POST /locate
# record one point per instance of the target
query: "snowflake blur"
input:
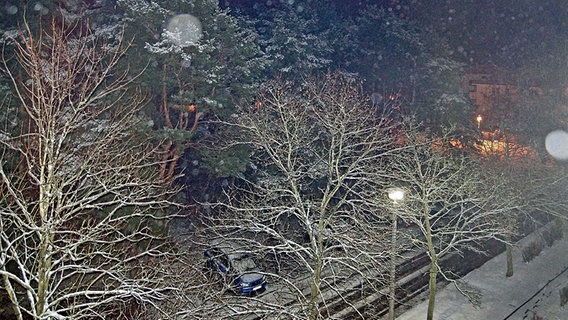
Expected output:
(556, 144)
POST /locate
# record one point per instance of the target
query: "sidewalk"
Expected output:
(508, 298)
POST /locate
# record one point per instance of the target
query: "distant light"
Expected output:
(396, 194)
(12, 9)
(556, 144)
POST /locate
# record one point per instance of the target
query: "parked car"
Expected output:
(237, 267)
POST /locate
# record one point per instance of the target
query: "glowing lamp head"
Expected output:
(396, 194)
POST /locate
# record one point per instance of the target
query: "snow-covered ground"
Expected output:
(533, 290)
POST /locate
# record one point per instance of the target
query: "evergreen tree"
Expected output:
(195, 84)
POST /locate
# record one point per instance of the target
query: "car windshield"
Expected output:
(243, 262)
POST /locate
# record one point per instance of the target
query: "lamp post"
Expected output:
(396, 195)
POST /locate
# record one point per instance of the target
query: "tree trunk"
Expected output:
(392, 296)
(315, 290)
(509, 250)
(432, 288)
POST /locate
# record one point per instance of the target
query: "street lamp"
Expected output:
(396, 195)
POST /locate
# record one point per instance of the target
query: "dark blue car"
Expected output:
(237, 268)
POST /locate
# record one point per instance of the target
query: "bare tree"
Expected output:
(319, 158)
(82, 208)
(450, 206)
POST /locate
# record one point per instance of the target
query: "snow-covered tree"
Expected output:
(319, 154)
(449, 203)
(293, 39)
(194, 85)
(82, 209)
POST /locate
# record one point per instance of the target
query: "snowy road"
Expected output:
(533, 290)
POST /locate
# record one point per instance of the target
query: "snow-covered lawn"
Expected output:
(533, 290)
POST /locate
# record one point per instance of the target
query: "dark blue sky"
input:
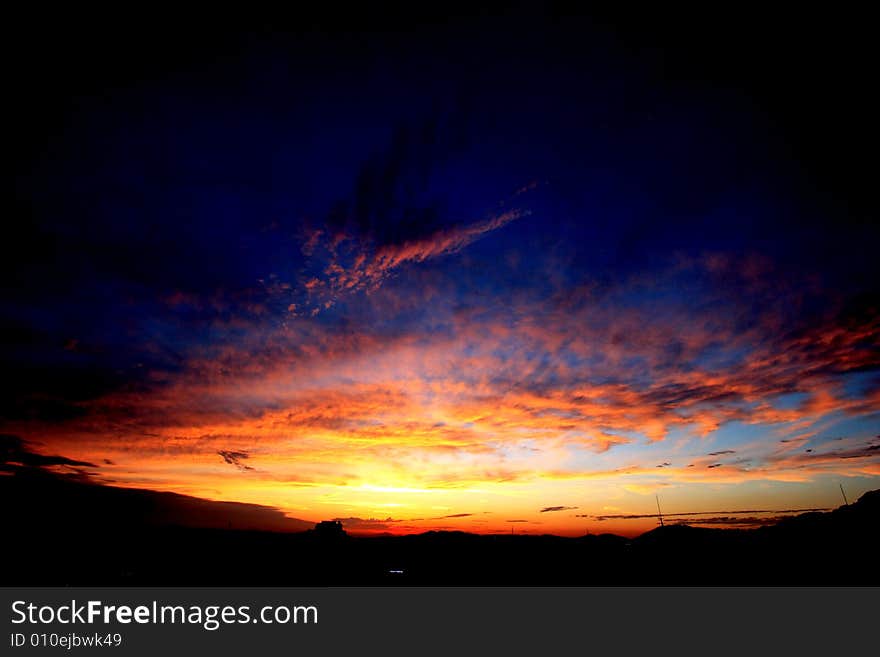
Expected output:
(241, 192)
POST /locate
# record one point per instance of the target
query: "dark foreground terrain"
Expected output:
(65, 532)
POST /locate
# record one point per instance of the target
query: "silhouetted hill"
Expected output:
(60, 531)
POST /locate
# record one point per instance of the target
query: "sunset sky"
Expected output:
(480, 277)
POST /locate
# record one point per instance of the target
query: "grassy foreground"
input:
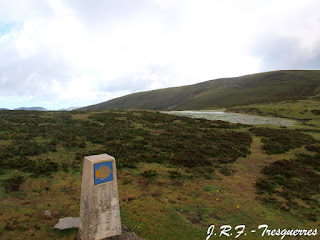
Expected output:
(177, 176)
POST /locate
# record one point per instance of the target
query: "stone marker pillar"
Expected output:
(99, 204)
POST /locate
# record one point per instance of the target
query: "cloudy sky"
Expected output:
(62, 53)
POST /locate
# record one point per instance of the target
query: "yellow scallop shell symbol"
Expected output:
(103, 172)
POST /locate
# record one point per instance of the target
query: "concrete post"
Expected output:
(99, 204)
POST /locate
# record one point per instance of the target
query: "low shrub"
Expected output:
(13, 183)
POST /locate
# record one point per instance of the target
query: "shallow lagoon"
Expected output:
(233, 117)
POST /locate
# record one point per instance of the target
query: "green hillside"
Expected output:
(225, 92)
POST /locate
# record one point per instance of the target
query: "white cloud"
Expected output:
(75, 52)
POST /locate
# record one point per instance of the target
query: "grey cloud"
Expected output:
(285, 53)
(33, 76)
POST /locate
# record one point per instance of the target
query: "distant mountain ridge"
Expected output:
(32, 109)
(224, 92)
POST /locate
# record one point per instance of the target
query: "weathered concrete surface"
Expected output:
(68, 222)
(99, 204)
(126, 235)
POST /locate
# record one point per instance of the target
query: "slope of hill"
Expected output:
(225, 92)
(32, 109)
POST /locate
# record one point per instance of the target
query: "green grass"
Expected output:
(176, 175)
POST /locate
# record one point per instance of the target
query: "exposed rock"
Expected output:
(68, 222)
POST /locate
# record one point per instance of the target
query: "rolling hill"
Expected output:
(224, 92)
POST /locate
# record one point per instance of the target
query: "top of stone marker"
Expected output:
(99, 158)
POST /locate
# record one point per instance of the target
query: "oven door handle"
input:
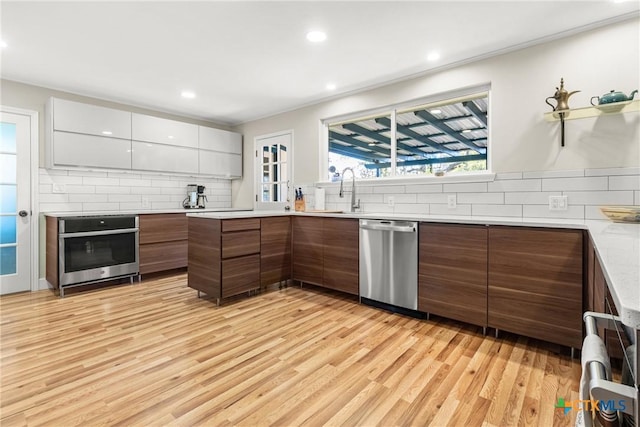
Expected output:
(98, 233)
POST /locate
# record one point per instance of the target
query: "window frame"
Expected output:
(431, 101)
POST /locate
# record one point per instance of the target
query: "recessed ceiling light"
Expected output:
(433, 56)
(316, 36)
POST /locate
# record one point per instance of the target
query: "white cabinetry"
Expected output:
(220, 153)
(82, 135)
(164, 158)
(163, 131)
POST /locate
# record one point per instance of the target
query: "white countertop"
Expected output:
(139, 212)
(617, 245)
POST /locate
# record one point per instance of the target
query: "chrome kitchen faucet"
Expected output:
(354, 205)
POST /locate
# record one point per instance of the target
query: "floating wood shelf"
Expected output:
(591, 111)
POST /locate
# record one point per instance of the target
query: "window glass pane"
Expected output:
(362, 144)
(8, 260)
(8, 198)
(8, 137)
(442, 138)
(8, 229)
(8, 168)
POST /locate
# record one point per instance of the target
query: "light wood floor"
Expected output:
(153, 354)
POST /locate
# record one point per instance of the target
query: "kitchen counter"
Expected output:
(141, 212)
(617, 245)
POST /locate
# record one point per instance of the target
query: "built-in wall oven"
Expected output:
(97, 248)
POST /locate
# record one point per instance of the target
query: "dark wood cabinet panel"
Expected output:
(163, 242)
(163, 256)
(340, 238)
(275, 250)
(452, 272)
(155, 228)
(51, 248)
(535, 283)
(307, 249)
(240, 243)
(204, 271)
(240, 224)
(240, 275)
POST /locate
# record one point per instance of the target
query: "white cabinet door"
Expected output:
(220, 140)
(74, 149)
(164, 131)
(164, 158)
(70, 116)
(225, 165)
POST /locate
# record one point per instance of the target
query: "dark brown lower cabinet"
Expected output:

*WHAT IS ASKED*:
Word for word, quote the full listing, omitting every picture.

*FINISHED EXERCISE*:
POST /locate
# record one point per instance of the target
query: "snowflake blur"
input:
Expected output:
(556, 144)
POST /locate
# record one point per instance of the target
query: "sidewalk"
Expected output:
(508, 298)
POST /locate
# record one point per instance of the target
query: "distant light"
Expected output:
(396, 194)
(12, 9)
(556, 144)
POST /locate
# record one point per instance of the target
query: "parked car"
Expected output:
(237, 267)
POST /locate
# record one point per instance of the target
query: "glowing lamp head"
Expected output:
(396, 194)
POST /locate
# record one point per instance of the target
query: "snow-covered ground"
Expected output:
(533, 290)
POST /locate
# record one point per instance of the target
query: "evergreen tree"
Expected output:
(195, 84)
POST /locate
# record one point per instance of the target
query: "car windshield"
Expected output:
(243, 262)
POST /locate
# record one point per instance of the target
query: "lamp post"
Expected output:
(396, 195)
POST /locate
# record one point per instance of the target
query: "tree trunk"
Expected output:
(392, 296)
(315, 290)
(509, 250)
(432, 288)
POST /locate
# record one point per instance of the target
query: "street lamp"
Expected output:
(396, 195)
POST /locate
# record one point per instance of the target
query: "dark blue car"
Expected output:
(237, 268)
POST /locate
# record one point per instance of the target
query: "bare tree"
Expected output:
(319, 158)
(82, 208)
(450, 206)
POST /locate
# record one point per instance of the target
query: "snow-covered tree"
Expected output:
(319, 154)
(449, 203)
(293, 39)
(194, 85)
(82, 209)
POST /locate
# record one point per instance of the target
query: "snowy road"
Expected output:
(533, 290)
POST /locate
# record one point per instance of the target
query: "snow-covered lawn"
Expected output:
(533, 290)
POST /locate
# record one point per instance of the target
query: "dark blue sky"
input:
Expected output:
(241, 192)
POST /locate
# record one point per instance of the target
query: "dark foreground terrain"
Expected output:
(65, 532)
POST /locate
# record one point per instance of the target
query: "silhouetted hill"
Expected output:
(60, 531)
POST /locate
# record one point per instance of the target
query: "sunset sky"
Expected output:
(480, 277)
POST /locate
# record one point per instance of the target
query: "grassy foreground"
input:
Expected output:
(177, 176)
POST /locate
# record one point per instance of the target
query: "stone marker pillar"
Expected output:
(99, 204)
POST /locate
# record one point per instance of the target
query: "cloudy sky"
Expected output:
(62, 53)
POST /locate
# record one point per instance of the target
query: "yellow scallop shell symbol"
Expected output:
(103, 172)
POST /locate
# record one point per instance of the target
query: "concrete post"
Expected output:
(99, 204)
POST /locate
# record one point per instance of the target
query: "low shrub"
Expected output:
(13, 183)
POST /locate
# record one point per instance of the target
query: "shallow lagoon"
Expected output:
(233, 117)
POST /locate
# record one point per instance of the target
query: "green hillside"
Expected output:
(225, 92)
POST /locate
# record one point per instance of the target
query: "white cloud"
Expected output:
(75, 52)
POST /locate
# record one point per instance of the target
query: "grey cloud"
Expected output:
(285, 53)
(33, 76)
POST /locate
# record one point per instance of the target
query: "distant mountain ridge"
Expected output:
(32, 109)
(224, 92)
POST /locate
# record one point per instance of the target
query: "weathered concrete surface"
Expected output:
(68, 222)
(99, 204)
(126, 235)
POST /locate
# record one point per instance of the target
query: "slope of hill"
Expected output:
(225, 92)
(32, 109)
POST /locate
# record one point per instance of the target
query: "green grass"
Expected output:
(176, 175)
POST /locate
# record one point per instance of the target
query: "exposed rock"
Expected output:
(68, 222)
POST /locate
# record one point per instance of the target
query: "rolling hill"
Expected output:
(224, 92)
POST /locate
# record one point per instance of the target
query: "top of stone marker"
Expected output:
(99, 158)
POST /locate
# record one point per instance of the target
query: "oven door handle"
input:
Expected output:
(98, 233)
POST /locate
# record one point per instance of the target
query: "window frame"
Expected output:
(431, 101)
POST /locate
# record one point per instance of the target
query: "recessed ceiling light"
Expected output:
(433, 56)
(316, 36)
POST /locate
# record one point per instance of the target
query: "white cabinetry"
Expected output:
(220, 153)
(82, 135)
(164, 158)
(163, 131)
POST /locate
# record one point per instance of the target
query: "white countertop"
Expected output:
(139, 212)
(617, 245)
POST /locate
# record one point per instance of the target
query: "chrome kitchen faucet"
Expected output:
(354, 205)
POST /locate
# record one point per instance of the target
query: "floating wood shelf"
Expected output:
(591, 111)
POST /locate
# record one point per instance of the target
query: "window glass pane"
Expected output:
(362, 144)
(8, 260)
(8, 198)
(8, 137)
(442, 138)
(8, 229)
(8, 168)
POST /locate
# record one point per instance of the target
query: "light wood floor"
Expected output:
(153, 354)
POST /locate
# record one point per instance of the target
query: "kitchen counter"
Expected output:
(141, 212)
(617, 245)
POST /locate
# record one point per instance of the target
query: "built-in wall oven"
Expected output:
(97, 248)
POST /locate
# record one point per instance of the target
query: "dark wood cabinet panel"
Expected output:
(163, 242)
(163, 256)
(340, 238)
(275, 250)
(452, 272)
(155, 228)
(51, 248)
(535, 283)
(307, 249)
(240, 243)
(204, 271)
(240, 224)
(240, 275)
POST /locate
# record one point per instance of the target
query: "white cabinet door"
Expected output:
(220, 140)
(74, 149)
(164, 131)
(164, 158)
(70, 116)
(225, 165)
POST /locate
# record one point per instance of the target
query: "dark brown lower cabinet"
Expected output:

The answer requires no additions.